At Paly, her work to grow the program is reflected in a new state-of-the-art, 25,000-square-foot Media Arts Center. Prior to a successful bond campaign to pay for the building and two others, journalism classes were spread around campus in portable, trailer-style buildings.
“It has made a huge difference,” Wojcicki said. “This media arts building is nothing like the typical classroom buildings. … There is a lot of open space, a lot of glass. It’s transparent. You can see from one room into the other.”
Wojcicki’s journalism career began in high school. She worked as a freelance reporter at a weekly newspaper in a small town north of Burbank. She said she doesn’t know why she chose that career path.
“I decided it was easier for me to apply for a job at the local newspaper than to work in a store or do anything else,” she said.
Wojcicki said she was paid 3 cents per word by the Sunland-Tujunga Record-Ledger. An average newspaper article might be 500 words, which would have brought $15.
“I wrote so much that I earned a lot of money,” Wojcicki said. “It was crazy, but I loved it. The guys there thought I was great. I did all the stuff they didn’t want to do. I’d go to the city council meetings, which were so boring. They sent me every place they didn’t want to go, and they taught me how to do it. It was education on the job. A whole group of men, then there was me, the girl. There I was.”
She also wrote for the Glendale newspaper and even the Los Angeles Times — all before high school graduation.
After high school, she moved to the Bay Area and wrote for the Berkeley Daily Gazette. It didn’t pay enough, so she also worked as a model.
“That paid the bills” and gave her “psychological gratification,” she said. “Being a model is mindless work, just stand there and do nothing. But it paid a lot of money.”
Then, she married.
“That sort of did it for my (writing) career,” she said.
The newlyweds moved to Europe — she earned degrees from the University of Geneva and the famed Sorbonne (University of Paris) — then moved back and settled in Palo Alto. Three daughters followed in rapid succession, then Wojcicki took a job as a substitute teacher in 1980.

-------------------------

__ACTION ITEM 1__
List every newspaper named in the excerpt about Wojcicki that she wrote for.
__ACTION ITEM 2__
Transcribe the part of the Wojcicki excerpt starting with "She also wrote" and going on through "teacher in 1980.".
__ACTION ITEM 3__
Go on with the article about Wojcicki from the point where it stops.

-------------------------

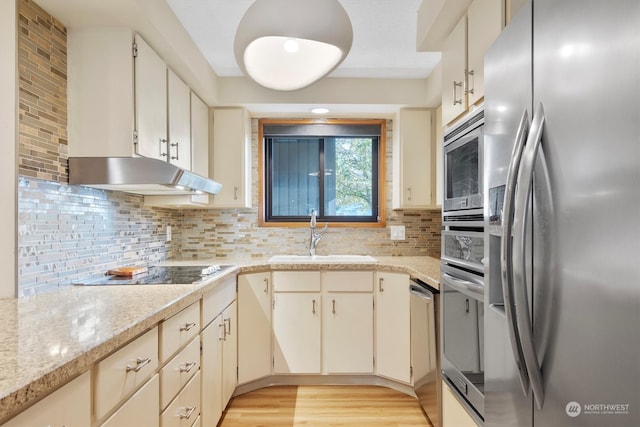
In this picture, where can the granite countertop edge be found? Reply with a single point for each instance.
(29, 374)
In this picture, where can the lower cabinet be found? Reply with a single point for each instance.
(254, 326)
(69, 406)
(211, 369)
(393, 326)
(347, 333)
(140, 410)
(218, 358)
(453, 413)
(185, 408)
(296, 333)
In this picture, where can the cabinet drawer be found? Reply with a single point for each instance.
(296, 281)
(216, 300)
(69, 406)
(178, 330)
(348, 281)
(141, 410)
(123, 371)
(178, 371)
(185, 408)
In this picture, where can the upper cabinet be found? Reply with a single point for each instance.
(230, 159)
(463, 57)
(414, 173)
(123, 99)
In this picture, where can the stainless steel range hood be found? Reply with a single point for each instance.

-------------------------

__RESULT 1__
- Sunland-Tujunga Record-Ledger
- the Glendale newspaper
- Los Angeles Times
- Berkeley Daily Gazette

__RESULT 2__
She also wrote for the Glendale newspaper and even the Los Angeles Times — all before high school graduation.
After high school, she moved to the Bay Area and wrote for the Berkeley Daily Gazette. It didn’t pay enough, so she also worked as a model.
“That paid the bills” and gave her “psychological gratification,” she said. “Being a model is mindless work, just stand there and do nothing. But it paid a lot of money.”
Then, she married.
“That sort of did it for my (writing) career,” she said.
The newlyweds moved to Europe — she earned degrees from the University of Geneva and the famed Sorbonne (University of Paris) — then moved back and settled in Palo Alto. Three daughters followed in rapid succession, then Wojcicki took a job as a substitute teacher in 1980.

__RESULT 3__
“I always was a writer,” said Wojcicki, who did ghost writing and wrote for community-oriented newsletters and the old Peninsula Times Tribune, which she recalled as “kind of boring.”
“I didn’t want to write women’s news, I wanted to write real news,” she said.
When she wasn’t writing or teaching, Wojcicki assembled a highly successful family unit. Her husband Stanley is a professor emeritus of physics at Stanford. Oldest daughter Susan is the CEO of YouTube, daughter Janet is a professor of pediatric gastroenterology at UCSF and youngest daughter Anne is the CEO of biotech company 23andMe.
The award from Honored came with a $5,000 prize, as well as a $1,000 grant to be used to enhance another teacher’s classroom. Wojcicki donated it to a Florida teacher to buy computers for kindergartners at a school where 100 percent of the students are from low-income families.
Another part of the national prize from Honored: Having Vanity Fair contributing editor Bethany McLean write a profile of the award winner for Honored.org. In the article, Kaija Hsiao, a former editor of the Paly student newspaper, describes Wojcicki as a legend on campus.
“Once students are a part of her classroom,” Hsiao said, “they never really leave.”